**Fragmento:**

%%

Para medir la decadencia de nuestra cultura basta comparar las definiciones de la amistad según Aristóteles y según Freud (*1). Según la clásica definición de Aristóteles, la amistad es una unión espiritual: “La amistad es un alma que habita en dos cuerpos; un corazón que habita en dos almas.” Según Freud, en cambio, la amistad es básicamente un amor erótico inhibido en su fin sexual: “Tras alcanzar la elección de objeto heterosexual, las aspiraciones homosexuales no son (…) canceladas ni puestas en suspenso, sino meramente esforzadas a apartarse de la meta sexual y conducidas a nuevas aplicaciones. Se conjugan entonces con sectores de las pulsiones yoicas (…) y gestan así la contribución del erotismo a la amistad, la camaradería, el sentido comunitario y el amor universal por la humanidad. En los vínculos sociales normales entre los seres humanos difícilmente se colegiría la verdadera magnitud de estas contribuciones de fuente erótica con inhibición de la meta sexual.” (*2)

También basta comparar la filosofía política de Santo Tomás de Aquino, centrada en la búsqueda del bien común, con la de Nicolás Maquiavelo, centrada en la búsqueda y la conservación del poder. Parece claro que hoy Maquiavelo tiene más seguidores que el Aquinate.

Comparemos ahora la concepción del fundamento de los derechos humanos del iusnaturalismo medieval, prolongado en la actual doctrina social cristiana, y la del positivismo jurídico de los últimos siglos.

%%

**Filas de entrada:**
%%

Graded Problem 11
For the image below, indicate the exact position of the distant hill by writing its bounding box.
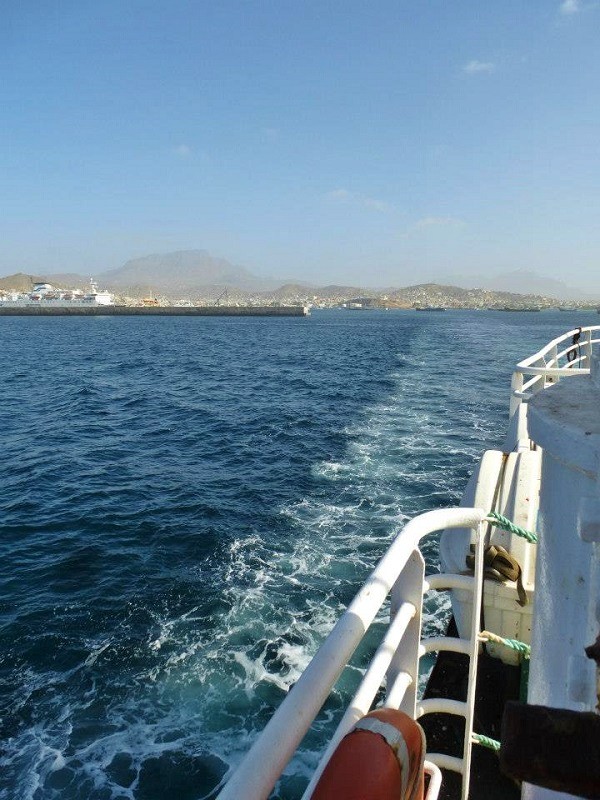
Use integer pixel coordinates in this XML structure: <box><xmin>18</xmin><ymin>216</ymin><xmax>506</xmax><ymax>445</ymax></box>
<box><xmin>448</xmin><ymin>269</ymin><xmax>591</xmax><ymax>302</ymax></box>
<box><xmin>97</xmin><ymin>250</ymin><xmax>279</xmax><ymax>294</ymax></box>
<box><xmin>0</xmin><ymin>272</ymin><xmax>44</xmax><ymax>292</ymax></box>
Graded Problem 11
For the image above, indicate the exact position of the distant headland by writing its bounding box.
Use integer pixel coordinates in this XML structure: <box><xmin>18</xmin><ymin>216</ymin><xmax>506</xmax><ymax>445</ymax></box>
<box><xmin>0</xmin><ymin>250</ymin><xmax>596</xmax><ymax>310</ymax></box>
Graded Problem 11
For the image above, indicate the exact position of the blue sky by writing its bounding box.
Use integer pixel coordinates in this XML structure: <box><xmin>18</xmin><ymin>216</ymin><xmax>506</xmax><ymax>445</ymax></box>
<box><xmin>0</xmin><ymin>0</ymin><xmax>600</xmax><ymax>289</ymax></box>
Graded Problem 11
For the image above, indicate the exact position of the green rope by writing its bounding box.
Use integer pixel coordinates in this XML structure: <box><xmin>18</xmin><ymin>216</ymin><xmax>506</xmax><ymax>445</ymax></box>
<box><xmin>472</xmin><ymin>733</ymin><xmax>500</xmax><ymax>753</ymax></box>
<box><xmin>485</xmin><ymin>511</ymin><xmax>538</xmax><ymax>544</ymax></box>
<box><xmin>479</xmin><ymin>631</ymin><xmax>531</xmax><ymax>658</ymax></box>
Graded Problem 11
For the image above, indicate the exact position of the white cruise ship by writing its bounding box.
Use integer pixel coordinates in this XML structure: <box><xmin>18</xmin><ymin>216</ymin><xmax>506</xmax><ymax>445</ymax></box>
<box><xmin>0</xmin><ymin>278</ymin><xmax>114</xmax><ymax>308</ymax></box>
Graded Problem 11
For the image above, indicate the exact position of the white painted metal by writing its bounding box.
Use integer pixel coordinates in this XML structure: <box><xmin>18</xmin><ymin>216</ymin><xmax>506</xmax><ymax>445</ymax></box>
<box><xmin>219</xmin><ymin>326</ymin><xmax>600</xmax><ymax>800</ymax></box>
<box><xmin>423</xmin><ymin>761</ymin><xmax>442</xmax><ymax>800</ymax></box>
<box><xmin>219</xmin><ymin>508</ymin><xmax>485</xmax><ymax>800</ymax></box>
<box><xmin>523</xmin><ymin>339</ymin><xmax>600</xmax><ymax>800</ymax></box>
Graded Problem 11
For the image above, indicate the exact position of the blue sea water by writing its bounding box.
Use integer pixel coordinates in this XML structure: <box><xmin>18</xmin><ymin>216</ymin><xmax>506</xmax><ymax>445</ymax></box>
<box><xmin>0</xmin><ymin>311</ymin><xmax>598</xmax><ymax>800</ymax></box>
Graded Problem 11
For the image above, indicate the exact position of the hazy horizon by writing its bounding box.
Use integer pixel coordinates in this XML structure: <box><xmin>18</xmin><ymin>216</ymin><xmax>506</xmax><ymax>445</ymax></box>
<box><xmin>0</xmin><ymin>0</ymin><xmax>600</xmax><ymax>292</ymax></box>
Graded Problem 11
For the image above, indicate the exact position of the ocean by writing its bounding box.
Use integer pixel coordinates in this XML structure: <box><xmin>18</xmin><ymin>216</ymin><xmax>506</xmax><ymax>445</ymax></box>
<box><xmin>0</xmin><ymin>311</ymin><xmax>599</xmax><ymax>800</ymax></box>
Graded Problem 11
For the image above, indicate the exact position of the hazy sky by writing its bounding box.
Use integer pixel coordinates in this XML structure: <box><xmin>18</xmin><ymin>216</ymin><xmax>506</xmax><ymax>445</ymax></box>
<box><xmin>0</xmin><ymin>0</ymin><xmax>600</xmax><ymax>288</ymax></box>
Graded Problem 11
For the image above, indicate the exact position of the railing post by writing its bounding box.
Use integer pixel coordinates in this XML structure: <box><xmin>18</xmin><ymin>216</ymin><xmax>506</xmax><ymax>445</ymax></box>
<box><xmin>509</xmin><ymin>372</ymin><xmax>523</xmax><ymax>419</ymax></box>
<box><xmin>580</xmin><ymin>328</ymin><xmax>592</xmax><ymax>367</ymax></box>
<box><xmin>386</xmin><ymin>549</ymin><xmax>425</xmax><ymax>719</ymax></box>
<box><xmin>461</xmin><ymin>523</ymin><xmax>484</xmax><ymax>800</ymax></box>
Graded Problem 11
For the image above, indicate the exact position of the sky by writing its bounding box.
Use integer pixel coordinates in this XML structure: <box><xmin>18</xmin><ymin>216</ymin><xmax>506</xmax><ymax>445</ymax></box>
<box><xmin>0</xmin><ymin>0</ymin><xmax>600</xmax><ymax>291</ymax></box>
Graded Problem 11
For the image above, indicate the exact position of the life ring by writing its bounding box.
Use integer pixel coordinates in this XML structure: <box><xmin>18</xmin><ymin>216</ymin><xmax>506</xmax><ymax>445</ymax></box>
<box><xmin>311</xmin><ymin>708</ymin><xmax>425</xmax><ymax>800</ymax></box>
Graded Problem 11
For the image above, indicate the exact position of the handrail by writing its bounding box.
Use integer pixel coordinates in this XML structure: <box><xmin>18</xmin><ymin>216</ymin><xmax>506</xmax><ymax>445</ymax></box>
<box><xmin>507</xmin><ymin>325</ymin><xmax>600</xmax><ymax>424</ymax></box>
<box><xmin>219</xmin><ymin>508</ymin><xmax>486</xmax><ymax>800</ymax></box>
<box><xmin>515</xmin><ymin>325</ymin><xmax>600</xmax><ymax>372</ymax></box>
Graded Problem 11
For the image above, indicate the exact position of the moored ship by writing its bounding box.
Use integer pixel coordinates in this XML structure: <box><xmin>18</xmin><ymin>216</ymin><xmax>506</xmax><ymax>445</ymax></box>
<box><xmin>0</xmin><ymin>278</ymin><xmax>115</xmax><ymax>309</ymax></box>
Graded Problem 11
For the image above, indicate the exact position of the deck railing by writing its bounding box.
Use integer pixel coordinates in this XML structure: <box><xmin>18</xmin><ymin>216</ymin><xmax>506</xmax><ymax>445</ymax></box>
<box><xmin>510</xmin><ymin>325</ymin><xmax>600</xmax><ymax>417</ymax></box>
<box><xmin>219</xmin><ymin>508</ymin><xmax>486</xmax><ymax>800</ymax></box>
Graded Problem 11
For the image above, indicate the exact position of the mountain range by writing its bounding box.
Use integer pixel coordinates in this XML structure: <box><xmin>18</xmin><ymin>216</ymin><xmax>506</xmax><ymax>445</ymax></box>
<box><xmin>0</xmin><ymin>250</ymin><xmax>594</xmax><ymax>302</ymax></box>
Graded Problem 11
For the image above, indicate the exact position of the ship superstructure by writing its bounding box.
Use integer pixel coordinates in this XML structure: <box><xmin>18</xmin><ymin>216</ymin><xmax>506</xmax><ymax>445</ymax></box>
<box><xmin>219</xmin><ymin>326</ymin><xmax>600</xmax><ymax>800</ymax></box>
<box><xmin>0</xmin><ymin>278</ymin><xmax>114</xmax><ymax>308</ymax></box>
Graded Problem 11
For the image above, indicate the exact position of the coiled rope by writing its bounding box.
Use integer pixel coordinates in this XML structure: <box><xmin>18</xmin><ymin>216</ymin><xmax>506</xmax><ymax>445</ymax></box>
<box><xmin>471</xmin><ymin>733</ymin><xmax>500</xmax><ymax>753</ymax></box>
<box><xmin>479</xmin><ymin>631</ymin><xmax>531</xmax><ymax>658</ymax></box>
<box><xmin>484</xmin><ymin>511</ymin><xmax>538</xmax><ymax>544</ymax></box>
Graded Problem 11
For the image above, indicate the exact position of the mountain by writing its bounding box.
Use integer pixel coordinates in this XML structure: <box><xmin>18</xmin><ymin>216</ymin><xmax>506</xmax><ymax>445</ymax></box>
<box><xmin>445</xmin><ymin>269</ymin><xmax>590</xmax><ymax>301</ymax></box>
<box><xmin>98</xmin><ymin>250</ymin><xmax>280</xmax><ymax>294</ymax></box>
<box><xmin>0</xmin><ymin>272</ymin><xmax>44</xmax><ymax>292</ymax></box>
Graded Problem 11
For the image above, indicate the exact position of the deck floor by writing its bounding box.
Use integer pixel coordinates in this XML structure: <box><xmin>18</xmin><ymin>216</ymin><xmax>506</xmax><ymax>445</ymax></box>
<box><xmin>419</xmin><ymin>620</ymin><xmax>521</xmax><ymax>800</ymax></box>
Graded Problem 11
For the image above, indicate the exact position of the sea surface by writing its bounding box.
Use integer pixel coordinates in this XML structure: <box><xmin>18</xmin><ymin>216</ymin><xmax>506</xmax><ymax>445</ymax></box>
<box><xmin>0</xmin><ymin>311</ymin><xmax>600</xmax><ymax>800</ymax></box>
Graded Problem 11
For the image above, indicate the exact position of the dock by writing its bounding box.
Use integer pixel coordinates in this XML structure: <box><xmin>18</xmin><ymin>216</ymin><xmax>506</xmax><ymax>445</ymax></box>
<box><xmin>0</xmin><ymin>305</ymin><xmax>310</xmax><ymax>317</ymax></box>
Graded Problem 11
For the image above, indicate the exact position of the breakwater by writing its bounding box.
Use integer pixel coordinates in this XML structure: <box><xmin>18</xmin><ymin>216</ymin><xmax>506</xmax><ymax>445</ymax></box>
<box><xmin>0</xmin><ymin>305</ymin><xmax>310</xmax><ymax>317</ymax></box>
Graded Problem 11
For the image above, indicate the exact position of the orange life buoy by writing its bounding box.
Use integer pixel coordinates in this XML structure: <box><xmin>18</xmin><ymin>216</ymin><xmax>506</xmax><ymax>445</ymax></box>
<box><xmin>312</xmin><ymin>708</ymin><xmax>425</xmax><ymax>800</ymax></box>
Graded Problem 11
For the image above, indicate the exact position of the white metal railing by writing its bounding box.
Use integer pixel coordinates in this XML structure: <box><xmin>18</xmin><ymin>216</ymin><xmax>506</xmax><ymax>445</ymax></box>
<box><xmin>219</xmin><ymin>508</ymin><xmax>486</xmax><ymax>800</ymax></box>
<box><xmin>510</xmin><ymin>325</ymin><xmax>600</xmax><ymax>417</ymax></box>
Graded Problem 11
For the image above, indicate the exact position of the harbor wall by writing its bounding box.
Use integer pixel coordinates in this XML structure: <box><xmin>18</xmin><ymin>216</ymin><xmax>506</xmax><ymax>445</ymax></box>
<box><xmin>0</xmin><ymin>306</ymin><xmax>309</xmax><ymax>317</ymax></box>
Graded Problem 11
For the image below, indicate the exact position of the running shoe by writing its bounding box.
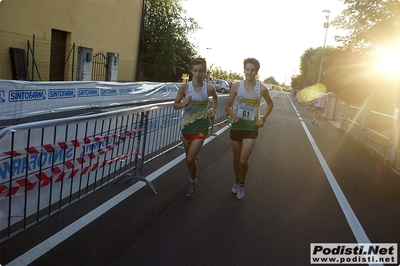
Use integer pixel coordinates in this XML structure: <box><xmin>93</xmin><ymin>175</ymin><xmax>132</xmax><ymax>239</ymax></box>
<box><xmin>186</xmin><ymin>179</ymin><xmax>197</xmax><ymax>198</ymax></box>
<box><xmin>232</xmin><ymin>182</ymin><xmax>240</xmax><ymax>194</ymax></box>
<box><xmin>236</xmin><ymin>186</ymin><xmax>244</xmax><ymax>199</ymax></box>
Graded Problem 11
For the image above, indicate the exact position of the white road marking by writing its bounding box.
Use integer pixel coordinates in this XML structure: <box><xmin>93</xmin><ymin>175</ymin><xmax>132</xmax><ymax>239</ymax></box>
<box><xmin>288</xmin><ymin>96</ymin><xmax>383</xmax><ymax>266</ymax></box>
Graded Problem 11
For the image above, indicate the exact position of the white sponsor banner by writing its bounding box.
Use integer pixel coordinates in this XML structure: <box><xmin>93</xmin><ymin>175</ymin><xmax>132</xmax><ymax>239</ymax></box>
<box><xmin>0</xmin><ymin>80</ymin><xmax>181</xmax><ymax>120</ymax></box>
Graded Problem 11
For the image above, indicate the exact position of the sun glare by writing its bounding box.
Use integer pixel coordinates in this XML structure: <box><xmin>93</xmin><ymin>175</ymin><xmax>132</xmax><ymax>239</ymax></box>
<box><xmin>379</xmin><ymin>47</ymin><xmax>400</xmax><ymax>74</ymax></box>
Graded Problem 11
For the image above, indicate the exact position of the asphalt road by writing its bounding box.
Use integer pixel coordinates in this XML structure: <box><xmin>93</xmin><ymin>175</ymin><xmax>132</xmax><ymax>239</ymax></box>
<box><xmin>0</xmin><ymin>92</ymin><xmax>400</xmax><ymax>266</ymax></box>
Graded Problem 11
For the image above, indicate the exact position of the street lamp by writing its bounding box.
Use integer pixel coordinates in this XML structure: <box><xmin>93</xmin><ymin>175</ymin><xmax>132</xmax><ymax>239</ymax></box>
<box><xmin>318</xmin><ymin>9</ymin><xmax>331</xmax><ymax>84</ymax></box>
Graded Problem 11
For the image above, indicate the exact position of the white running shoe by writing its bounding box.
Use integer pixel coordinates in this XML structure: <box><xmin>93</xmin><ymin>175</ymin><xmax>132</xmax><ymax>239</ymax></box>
<box><xmin>236</xmin><ymin>186</ymin><xmax>244</xmax><ymax>199</ymax></box>
<box><xmin>186</xmin><ymin>178</ymin><xmax>197</xmax><ymax>198</ymax></box>
<box><xmin>232</xmin><ymin>182</ymin><xmax>240</xmax><ymax>194</ymax></box>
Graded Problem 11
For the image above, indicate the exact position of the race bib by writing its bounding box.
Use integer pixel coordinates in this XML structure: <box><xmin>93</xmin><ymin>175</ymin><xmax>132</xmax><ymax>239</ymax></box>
<box><xmin>237</xmin><ymin>105</ymin><xmax>256</xmax><ymax>120</ymax></box>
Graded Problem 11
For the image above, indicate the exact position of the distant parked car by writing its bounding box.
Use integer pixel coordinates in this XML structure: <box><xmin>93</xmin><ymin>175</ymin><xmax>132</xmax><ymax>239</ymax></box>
<box><xmin>211</xmin><ymin>79</ymin><xmax>231</xmax><ymax>93</ymax></box>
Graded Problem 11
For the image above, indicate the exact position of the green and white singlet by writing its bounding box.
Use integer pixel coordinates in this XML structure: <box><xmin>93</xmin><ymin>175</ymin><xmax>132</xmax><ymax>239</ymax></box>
<box><xmin>232</xmin><ymin>81</ymin><xmax>261</xmax><ymax>131</ymax></box>
<box><xmin>182</xmin><ymin>81</ymin><xmax>210</xmax><ymax>134</ymax></box>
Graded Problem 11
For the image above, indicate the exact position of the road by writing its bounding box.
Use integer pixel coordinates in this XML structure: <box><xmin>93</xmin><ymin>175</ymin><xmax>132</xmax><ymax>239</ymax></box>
<box><xmin>1</xmin><ymin>92</ymin><xmax>400</xmax><ymax>266</ymax></box>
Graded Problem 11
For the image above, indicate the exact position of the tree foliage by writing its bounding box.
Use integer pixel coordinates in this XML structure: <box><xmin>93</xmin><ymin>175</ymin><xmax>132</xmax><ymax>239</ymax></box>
<box><xmin>139</xmin><ymin>0</ymin><xmax>199</xmax><ymax>82</ymax></box>
<box><xmin>331</xmin><ymin>0</ymin><xmax>400</xmax><ymax>54</ymax></box>
<box><xmin>291</xmin><ymin>0</ymin><xmax>400</xmax><ymax>106</ymax></box>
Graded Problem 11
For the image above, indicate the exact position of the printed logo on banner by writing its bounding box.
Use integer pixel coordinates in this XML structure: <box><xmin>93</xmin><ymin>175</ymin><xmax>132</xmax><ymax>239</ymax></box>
<box><xmin>100</xmin><ymin>88</ymin><xmax>118</xmax><ymax>96</ymax></box>
<box><xmin>49</xmin><ymin>89</ymin><xmax>76</xmax><ymax>99</ymax></box>
<box><xmin>119</xmin><ymin>88</ymin><xmax>134</xmax><ymax>95</ymax></box>
<box><xmin>0</xmin><ymin>91</ymin><xmax>6</xmax><ymax>103</ymax></box>
<box><xmin>78</xmin><ymin>89</ymin><xmax>99</xmax><ymax>97</ymax></box>
<box><xmin>9</xmin><ymin>90</ymin><xmax>46</xmax><ymax>102</ymax></box>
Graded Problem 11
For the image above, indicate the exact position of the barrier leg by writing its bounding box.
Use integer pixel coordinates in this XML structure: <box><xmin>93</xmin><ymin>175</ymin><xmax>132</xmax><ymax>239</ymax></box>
<box><xmin>114</xmin><ymin>173</ymin><xmax>158</xmax><ymax>195</ymax></box>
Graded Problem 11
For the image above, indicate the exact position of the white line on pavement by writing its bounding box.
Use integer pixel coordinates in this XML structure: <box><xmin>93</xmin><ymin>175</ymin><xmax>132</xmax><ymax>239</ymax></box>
<box><xmin>288</xmin><ymin>96</ymin><xmax>383</xmax><ymax>266</ymax></box>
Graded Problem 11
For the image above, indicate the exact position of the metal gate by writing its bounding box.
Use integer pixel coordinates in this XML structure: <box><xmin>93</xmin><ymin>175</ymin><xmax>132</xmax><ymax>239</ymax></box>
<box><xmin>92</xmin><ymin>51</ymin><xmax>107</xmax><ymax>81</ymax></box>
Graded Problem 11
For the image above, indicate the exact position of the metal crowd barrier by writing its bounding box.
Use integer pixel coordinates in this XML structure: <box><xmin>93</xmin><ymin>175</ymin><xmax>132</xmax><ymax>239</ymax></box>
<box><xmin>0</xmin><ymin>97</ymin><xmax>227</xmax><ymax>243</ymax></box>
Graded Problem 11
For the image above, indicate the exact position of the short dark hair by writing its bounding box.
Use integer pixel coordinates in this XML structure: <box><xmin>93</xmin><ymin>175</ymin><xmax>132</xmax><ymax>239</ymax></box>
<box><xmin>190</xmin><ymin>57</ymin><xmax>207</xmax><ymax>70</ymax></box>
<box><xmin>243</xmin><ymin>58</ymin><xmax>260</xmax><ymax>73</ymax></box>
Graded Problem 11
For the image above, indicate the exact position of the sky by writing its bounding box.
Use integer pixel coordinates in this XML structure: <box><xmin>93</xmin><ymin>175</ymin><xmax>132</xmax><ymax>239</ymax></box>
<box><xmin>181</xmin><ymin>0</ymin><xmax>346</xmax><ymax>84</ymax></box>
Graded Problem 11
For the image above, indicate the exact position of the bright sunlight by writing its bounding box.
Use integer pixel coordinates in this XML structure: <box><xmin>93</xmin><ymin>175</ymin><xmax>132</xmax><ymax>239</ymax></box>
<box><xmin>379</xmin><ymin>47</ymin><xmax>400</xmax><ymax>74</ymax></box>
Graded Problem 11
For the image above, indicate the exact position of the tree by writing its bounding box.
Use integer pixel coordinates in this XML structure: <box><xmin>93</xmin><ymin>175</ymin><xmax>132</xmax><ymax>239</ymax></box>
<box><xmin>138</xmin><ymin>0</ymin><xmax>199</xmax><ymax>82</ymax></box>
<box><xmin>332</xmin><ymin>0</ymin><xmax>400</xmax><ymax>105</ymax></box>
<box><xmin>331</xmin><ymin>0</ymin><xmax>400</xmax><ymax>54</ymax></box>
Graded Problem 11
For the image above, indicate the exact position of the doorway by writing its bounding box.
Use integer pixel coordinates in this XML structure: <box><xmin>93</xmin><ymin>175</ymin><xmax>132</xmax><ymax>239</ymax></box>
<box><xmin>49</xmin><ymin>29</ymin><xmax>67</xmax><ymax>81</ymax></box>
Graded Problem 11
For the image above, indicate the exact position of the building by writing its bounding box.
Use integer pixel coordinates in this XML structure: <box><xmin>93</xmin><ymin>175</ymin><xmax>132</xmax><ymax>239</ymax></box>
<box><xmin>0</xmin><ymin>0</ymin><xmax>144</xmax><ymax>81</ymax></box>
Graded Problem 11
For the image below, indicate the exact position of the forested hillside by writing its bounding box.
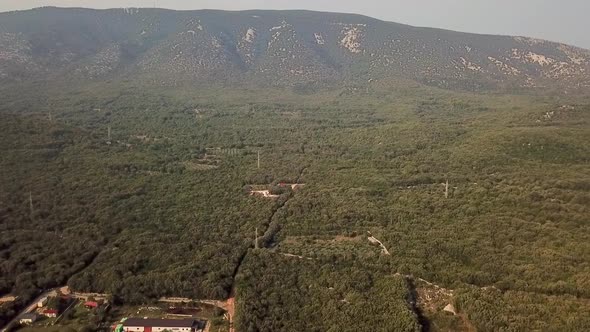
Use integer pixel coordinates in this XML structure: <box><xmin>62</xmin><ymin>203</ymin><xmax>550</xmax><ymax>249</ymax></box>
<box><xmin>0</xmin><ymin>78</ymin><xmax>590</xmax><ymax>331</ymax></box>
<box><xmin>0</xmin><ymin>8</ymin><xmax>590</xmax><ymax>332</ymax></box>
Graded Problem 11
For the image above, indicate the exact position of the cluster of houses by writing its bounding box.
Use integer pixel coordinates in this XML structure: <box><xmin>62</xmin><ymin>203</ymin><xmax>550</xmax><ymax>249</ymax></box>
<box><xmin>19</xmin><ymin>297</ymin><xmax>99</xmax><ymax>325</ymax></box>
<box><xmin>113</xmin><ymin>318</ymin><xmax>202</xmax><ymax>332</ymax></box>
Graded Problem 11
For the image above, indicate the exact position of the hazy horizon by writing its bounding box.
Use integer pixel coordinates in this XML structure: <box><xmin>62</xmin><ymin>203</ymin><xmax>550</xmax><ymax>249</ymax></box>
<box><xmin>0</xmin><ymin>0</ymin><xmax>590</xmax><ymax>49</ymax></box>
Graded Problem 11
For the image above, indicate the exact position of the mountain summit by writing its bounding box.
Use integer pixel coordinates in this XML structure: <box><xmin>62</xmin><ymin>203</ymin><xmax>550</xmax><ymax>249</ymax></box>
<box><xmin>0</xmin><ymin>7</ymin><xmax>590</xmax><ymax>89</ymax></box>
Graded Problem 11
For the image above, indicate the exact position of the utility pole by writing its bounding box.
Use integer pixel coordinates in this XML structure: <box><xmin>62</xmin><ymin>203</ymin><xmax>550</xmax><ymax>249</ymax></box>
<box><xmin>29</xmin><ymin>191</ymin><xmax>33</xmax><ymax>216</ymax></box>
<box><xmin>254</xmin><ymin>227</ymin><xmax>258</xmax><ymax>249</ymax></box>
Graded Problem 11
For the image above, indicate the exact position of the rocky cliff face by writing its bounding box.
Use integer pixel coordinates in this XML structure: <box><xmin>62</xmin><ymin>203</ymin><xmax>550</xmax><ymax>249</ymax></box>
<box><xmin>0</xmin><ymin>8</ymin><xmax>590</xmax><ymax>89</ymax></box>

%%

**Tareas:**
1) Reproduce íntegro y sin cambios el fragmento sobre la decadencia de nuestra cultura.
2) Cuenta las líneas de las filas en las que aparece la cadena "railing", distinguiendo mayúsculas de minúsculas. Responde solo con el número.
El fragmento y las filas no tienen relación entre sí.

**Respuestas por tarea:**
1)
Para medir la decadencia de nuestra cultura basta comparar las definiciones de la amistad según Aristóteles y según Freud (*1). Según la clásica definición de Aristóteles, la amistad es una unión espiritual: “La amistad es un alma que habita en dos cuerpos; un corazón que habita en dos almas.” Según Freud, en cambio, la amistad es básicamente un amor erótico inhibido en su fin sexual: “Tras alcanzar la elección de objeto heterosexual, las aspiraciones homosexuales no son (…) canceladas ni puestas en suspenso, sino meramente esforzadas a apartarse de la meta sexual y conducidas a nuevas aplicaciones. Se conjugan entonces con sectores de las pulsiones yoicas (…) y gestan así la contribución del erotismo a la amistad, la camaradería, el sentido comunitario y el amor universal por la humanidad. En los vínculos sociales normales entre los seres humanos difícilmente se colegiría la verdadera magnitud de estas contribuciones de fuente erótica con inhibición de la meta sexual.” (*2)

También basta comparar la filosofía política de Santo Tomás de Aquino, centrada en la búsqueda del bien común, con la de Nicolás Maquiavelo, centrada en la búsqueda y la conservación del poder. Parece claro que hoy Maquiavelo tiene más seguidores que el Aquinate.

Comparemos ahora la concepción del fundamento de los derechos humanos del iusnaturalismo medieval, prolongado en la actual doctrina social cristiana, y la del positivismo jurídico de los últimos siglos.

2) 3